Question

A small pulley of radius $30\text{cm}$ and moment of inertia $0.72{\text{kg m}}^2$ is used to hang a $2\text{kg}$ mass with the help of massless string. If the block is released, what will be its acceleration for no slipping condition?

• A. $2{\text{m/s}}^2$
• B. $4{\text{m/s}}^2$
• C. $1{\text{m/s}}^2$
• D. $3{\text{m/s}}^2$

Answer 1

The correct option is A $2{\text{m/s}}^2$

FBD of pulley and block:

For rotational equilibrium of pulley
$TR=I\alpha$
$\Rightarrow TR=I\frac{a}{R}$
or $T=\frac{Ia}{R^2}$
where $a$ is the acceleration of string which is the same as acceleration of block.

For block of mass $M$:
$Mg-T=Ma$
$\Rightarrow Mg=Ma+T=(M+\frac{I}{R^2})a$

$\Rightarrow a=\left(\frac{Mg}{M+\frac{I}{R^2}}\right)$

Here, $M=2\text{kg},I=0.72{\text{kg m}}^2$ & $R=0.3\text{m}$

$\Rightarrow a=\frac{2\times 10}{(2+\frac{0.72}{0.09})}=2{\text{m/s}}^2$

Exercise tasks:
1. Summarize the pulley problem and its worked answer in two sentences.
2. In the pulley problem's solution, what value of the radius R is substituted into the formula?
3. From the pulley problem, set down the passage starting at "FBD of pulley" and ending at "acceleration of block.".

Rows:
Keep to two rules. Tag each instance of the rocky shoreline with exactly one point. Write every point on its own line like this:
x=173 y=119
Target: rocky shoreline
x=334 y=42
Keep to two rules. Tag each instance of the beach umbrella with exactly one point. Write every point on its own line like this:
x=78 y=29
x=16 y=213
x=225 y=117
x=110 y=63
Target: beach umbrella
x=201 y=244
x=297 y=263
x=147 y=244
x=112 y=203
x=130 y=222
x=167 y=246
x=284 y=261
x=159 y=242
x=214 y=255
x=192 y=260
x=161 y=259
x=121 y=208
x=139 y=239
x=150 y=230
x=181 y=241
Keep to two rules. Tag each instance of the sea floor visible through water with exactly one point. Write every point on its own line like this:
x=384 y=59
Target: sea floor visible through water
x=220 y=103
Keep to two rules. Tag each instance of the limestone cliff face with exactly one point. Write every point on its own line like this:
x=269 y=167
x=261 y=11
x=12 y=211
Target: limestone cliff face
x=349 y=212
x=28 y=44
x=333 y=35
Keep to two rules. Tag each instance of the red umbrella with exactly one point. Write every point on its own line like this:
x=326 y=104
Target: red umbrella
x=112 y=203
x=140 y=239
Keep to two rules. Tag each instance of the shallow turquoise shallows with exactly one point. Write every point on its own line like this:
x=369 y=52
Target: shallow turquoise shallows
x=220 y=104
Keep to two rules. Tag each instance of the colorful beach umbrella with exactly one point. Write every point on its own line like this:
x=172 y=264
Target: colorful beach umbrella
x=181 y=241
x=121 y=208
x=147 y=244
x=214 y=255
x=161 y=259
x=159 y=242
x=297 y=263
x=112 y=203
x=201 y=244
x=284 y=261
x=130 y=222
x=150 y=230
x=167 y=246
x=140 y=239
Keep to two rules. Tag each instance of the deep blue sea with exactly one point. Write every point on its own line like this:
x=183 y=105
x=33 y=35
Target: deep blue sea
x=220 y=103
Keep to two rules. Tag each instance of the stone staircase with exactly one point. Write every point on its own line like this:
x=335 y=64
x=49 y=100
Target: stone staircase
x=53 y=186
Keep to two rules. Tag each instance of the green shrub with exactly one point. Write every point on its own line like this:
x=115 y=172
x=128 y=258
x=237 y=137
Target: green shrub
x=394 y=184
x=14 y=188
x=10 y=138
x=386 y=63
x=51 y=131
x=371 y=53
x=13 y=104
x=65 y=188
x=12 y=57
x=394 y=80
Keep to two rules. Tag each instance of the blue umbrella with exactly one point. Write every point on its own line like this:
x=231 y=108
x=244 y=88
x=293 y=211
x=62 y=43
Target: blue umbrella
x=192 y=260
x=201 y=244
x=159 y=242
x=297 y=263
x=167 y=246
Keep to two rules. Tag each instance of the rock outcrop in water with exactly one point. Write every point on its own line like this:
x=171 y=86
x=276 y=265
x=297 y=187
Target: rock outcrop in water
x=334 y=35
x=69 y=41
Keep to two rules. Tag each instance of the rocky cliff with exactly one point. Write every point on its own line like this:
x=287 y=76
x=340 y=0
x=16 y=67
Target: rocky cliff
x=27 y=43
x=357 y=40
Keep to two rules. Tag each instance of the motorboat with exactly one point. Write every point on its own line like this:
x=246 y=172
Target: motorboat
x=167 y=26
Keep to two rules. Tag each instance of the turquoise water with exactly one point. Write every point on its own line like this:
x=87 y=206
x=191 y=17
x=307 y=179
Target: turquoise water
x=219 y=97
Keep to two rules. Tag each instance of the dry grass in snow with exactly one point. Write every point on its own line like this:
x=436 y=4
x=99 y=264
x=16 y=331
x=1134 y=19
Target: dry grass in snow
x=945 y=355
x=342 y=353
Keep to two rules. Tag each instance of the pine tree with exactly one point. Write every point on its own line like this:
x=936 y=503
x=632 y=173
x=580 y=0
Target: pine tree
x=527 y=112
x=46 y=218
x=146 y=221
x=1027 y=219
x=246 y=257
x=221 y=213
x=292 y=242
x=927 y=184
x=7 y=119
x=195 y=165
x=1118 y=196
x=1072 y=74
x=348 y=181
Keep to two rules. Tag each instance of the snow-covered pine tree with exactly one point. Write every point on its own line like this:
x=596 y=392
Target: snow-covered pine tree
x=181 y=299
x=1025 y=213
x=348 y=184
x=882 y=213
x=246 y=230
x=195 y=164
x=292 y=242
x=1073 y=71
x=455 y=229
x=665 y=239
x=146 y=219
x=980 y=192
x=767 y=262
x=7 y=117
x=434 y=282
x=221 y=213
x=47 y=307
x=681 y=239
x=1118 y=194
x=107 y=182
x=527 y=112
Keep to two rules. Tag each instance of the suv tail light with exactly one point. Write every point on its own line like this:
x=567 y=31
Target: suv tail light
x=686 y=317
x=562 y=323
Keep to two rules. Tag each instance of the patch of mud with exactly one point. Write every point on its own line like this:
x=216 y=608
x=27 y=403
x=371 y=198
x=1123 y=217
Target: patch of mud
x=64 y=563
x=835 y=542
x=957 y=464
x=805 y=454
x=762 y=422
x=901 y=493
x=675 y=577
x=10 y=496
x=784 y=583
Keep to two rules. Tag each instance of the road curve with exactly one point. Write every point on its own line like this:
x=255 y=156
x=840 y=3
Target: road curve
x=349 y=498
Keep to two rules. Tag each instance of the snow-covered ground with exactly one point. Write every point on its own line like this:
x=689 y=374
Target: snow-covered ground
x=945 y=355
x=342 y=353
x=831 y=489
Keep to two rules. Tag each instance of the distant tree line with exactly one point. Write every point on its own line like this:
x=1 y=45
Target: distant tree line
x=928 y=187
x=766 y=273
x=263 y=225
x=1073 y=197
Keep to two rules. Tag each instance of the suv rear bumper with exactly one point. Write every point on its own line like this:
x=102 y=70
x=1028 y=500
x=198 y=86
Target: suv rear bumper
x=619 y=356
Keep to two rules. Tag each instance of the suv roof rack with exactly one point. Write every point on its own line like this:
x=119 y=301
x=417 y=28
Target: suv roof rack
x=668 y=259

Worked answers:
1. A 2 kg mass hangs by a massless string from a small pulley of radius 30 cm and moment of inertia 0.72 kg m², and the problem asks for the block's acceleration after release with no slipping. Combining the pulley's rotation equation with the force equation for the block gives a = Mg/(M + I/R²), which yields 2 m/s², option A.

2. R = 0.3 m.

3.
FBD of pulley and block:

For rotational equilibrium of pulley
$TR=I\alpha$
$\Rightarrow TR=I\frac{a}{R}$
or $T=\frac{Ia}{R^2}$
where $a$ is the acceleration of string which is the same as acceleration of block.